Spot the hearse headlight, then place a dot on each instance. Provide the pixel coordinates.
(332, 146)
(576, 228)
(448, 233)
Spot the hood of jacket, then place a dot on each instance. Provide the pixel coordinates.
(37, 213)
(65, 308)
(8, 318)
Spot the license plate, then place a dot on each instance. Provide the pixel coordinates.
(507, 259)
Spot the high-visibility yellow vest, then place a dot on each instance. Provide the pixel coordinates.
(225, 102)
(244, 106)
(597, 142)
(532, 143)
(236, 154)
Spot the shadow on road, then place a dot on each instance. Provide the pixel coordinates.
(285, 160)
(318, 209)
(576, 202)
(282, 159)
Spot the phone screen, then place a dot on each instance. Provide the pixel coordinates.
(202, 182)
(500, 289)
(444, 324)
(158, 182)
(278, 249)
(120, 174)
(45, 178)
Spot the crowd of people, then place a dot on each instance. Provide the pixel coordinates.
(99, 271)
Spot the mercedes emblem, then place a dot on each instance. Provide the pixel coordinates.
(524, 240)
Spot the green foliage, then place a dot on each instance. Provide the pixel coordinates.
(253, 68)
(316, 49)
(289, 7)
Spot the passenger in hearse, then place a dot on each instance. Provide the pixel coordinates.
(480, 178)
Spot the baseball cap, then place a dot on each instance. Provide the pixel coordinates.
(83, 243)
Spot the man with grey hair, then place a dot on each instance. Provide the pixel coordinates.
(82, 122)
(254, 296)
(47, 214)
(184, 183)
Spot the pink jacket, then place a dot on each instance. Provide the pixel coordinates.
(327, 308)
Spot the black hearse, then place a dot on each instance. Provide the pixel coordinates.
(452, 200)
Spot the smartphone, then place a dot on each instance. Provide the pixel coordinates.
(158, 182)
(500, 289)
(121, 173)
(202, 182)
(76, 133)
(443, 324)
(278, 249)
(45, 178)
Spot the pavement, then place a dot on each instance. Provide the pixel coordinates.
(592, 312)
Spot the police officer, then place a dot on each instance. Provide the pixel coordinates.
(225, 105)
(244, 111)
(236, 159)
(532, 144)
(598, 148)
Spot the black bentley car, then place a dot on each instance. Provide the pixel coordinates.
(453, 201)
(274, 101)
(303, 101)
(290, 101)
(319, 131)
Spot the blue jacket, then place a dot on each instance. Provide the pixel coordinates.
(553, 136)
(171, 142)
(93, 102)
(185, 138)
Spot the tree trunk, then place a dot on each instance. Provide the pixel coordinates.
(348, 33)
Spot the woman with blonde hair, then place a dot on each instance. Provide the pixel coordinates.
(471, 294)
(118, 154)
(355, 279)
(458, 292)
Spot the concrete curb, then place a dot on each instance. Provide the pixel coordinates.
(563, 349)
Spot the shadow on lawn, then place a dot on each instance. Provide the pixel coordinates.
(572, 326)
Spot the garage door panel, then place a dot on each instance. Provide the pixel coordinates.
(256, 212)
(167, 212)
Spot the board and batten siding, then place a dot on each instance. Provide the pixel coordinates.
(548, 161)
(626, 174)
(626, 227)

**Prompt**
For each line in the listing, return it exactly as shown.

**Answer box**
Spot the hearse headlight, then place a dot on each instance. Provide the pixel coordinates.
(332, 146)
(576, 228)
(448, 233)
Spot the hood of jacket, then place a dot on each instance. Provide the pixel coordinates.
(37, 213)
(65, 308)
(8, 318)
Spot the license plate, then place a dot on each instance. Provide the pixel coordinates.
(507, 259)
Spot the high-visibility yellow vest, then place a dot on each instance. Provide the pixel coordinates.
(225, 102)
(244, 106)
(597, 142)
(532, 143)
(236, 154)
Spot the shadow on road, then place a dot on each instance. Provide the pixel coordinates.
(285, 160)
(318, 209)
(576, 202)
(282, 159)
Spot the phone screen, then place a dot on each instance. Provide the pixel coordinates.
(202, 182)
(500, 289)
(444, 324)
(158, 182)
(278, 249)
(120, 174)
(45, 178)
Spot the crowd of people, then place a dot on each instance. Provide the pixel coordinates.
(99, 271)
Spot the mercedes emblem, then place a dot on each instance. Provide the pixel coordinates.
(524, 240)
Spot the green foliage, then place a dot on each instance. Provide the pixel coordinates.
(253, 68)
(316, 49)
(289, 7)
Spot the passenger in hearse, then place a dot on each instance. Provide the pixel coordinates.
(480, 178)
Spot the baseball cap, then place a dot on each instance. Provide the pixel coordinates.
(83, 243)
Spot the man with grey hair, then place a dot on each instance. Provide the pixel coordinates.
(82, 122)
(254, 296)
(47, 214)
(184, 183)
Spot the pink jacket, then place a dot on each instance. Provide the pixel coordinates.
(327, 308)
Spot the black hearse, then place a dot on each instance. Provide the pixel coordinates.
(452, 200)
Spot the smartphone, then place a dot on each instance. Provide the pixel coordinates.
(158, 182)
(500, 289)
(121, 173)
(202, 182)
(76, 133)
(443, 324)
(278, 249)
(45, 178)
Spot the pavement, then place a dot on each instance. Provide the pixel coordinates.
(592, 312)
Spot the police officer, then place a dot on each instance. Provide the pixel coordinates.
(225, 105)
(244, 111)
(236, 159)
(532, 144)
(598, 148)
Spot the black bentley car, then place a dot on each instance. Provide the pixel coordinates.
(453, 201)
(274, 101)
(303, 101)
(290, 101)
(319, 131)
Spot the blue jacket, then place a dot on each instance. Provide the pixel coordinates.
(553, 136)
(171, 142)
(93, 102)
(185, 138)
Spot the tree trunk, then place a dot on each instance. Provide the pixel coordinates.
(348, 33)
Spot the woman with blonde hair, then place a dot on each instance. Provide the pixel coordinates.
(471, 294)
(118, 154)
(355, 279)
(458, 292)
Spot the concrete curb, then place a dot on each instance. Provide the pixel coordinates.
(563, 349)
Spot the shadow on lawn, then place a dot on each instance. Provide the pixel coordinates.
(572, 326)
Spot the garage door panel, then place a dot on each instance. Provide the pixel coordinates.
(256, 212)
(167, 212)
Spot the board and batten siding, then place a dot on each instance. Provide the pixel coordinates.
(548, 161)
(626, 174)
(626, 227)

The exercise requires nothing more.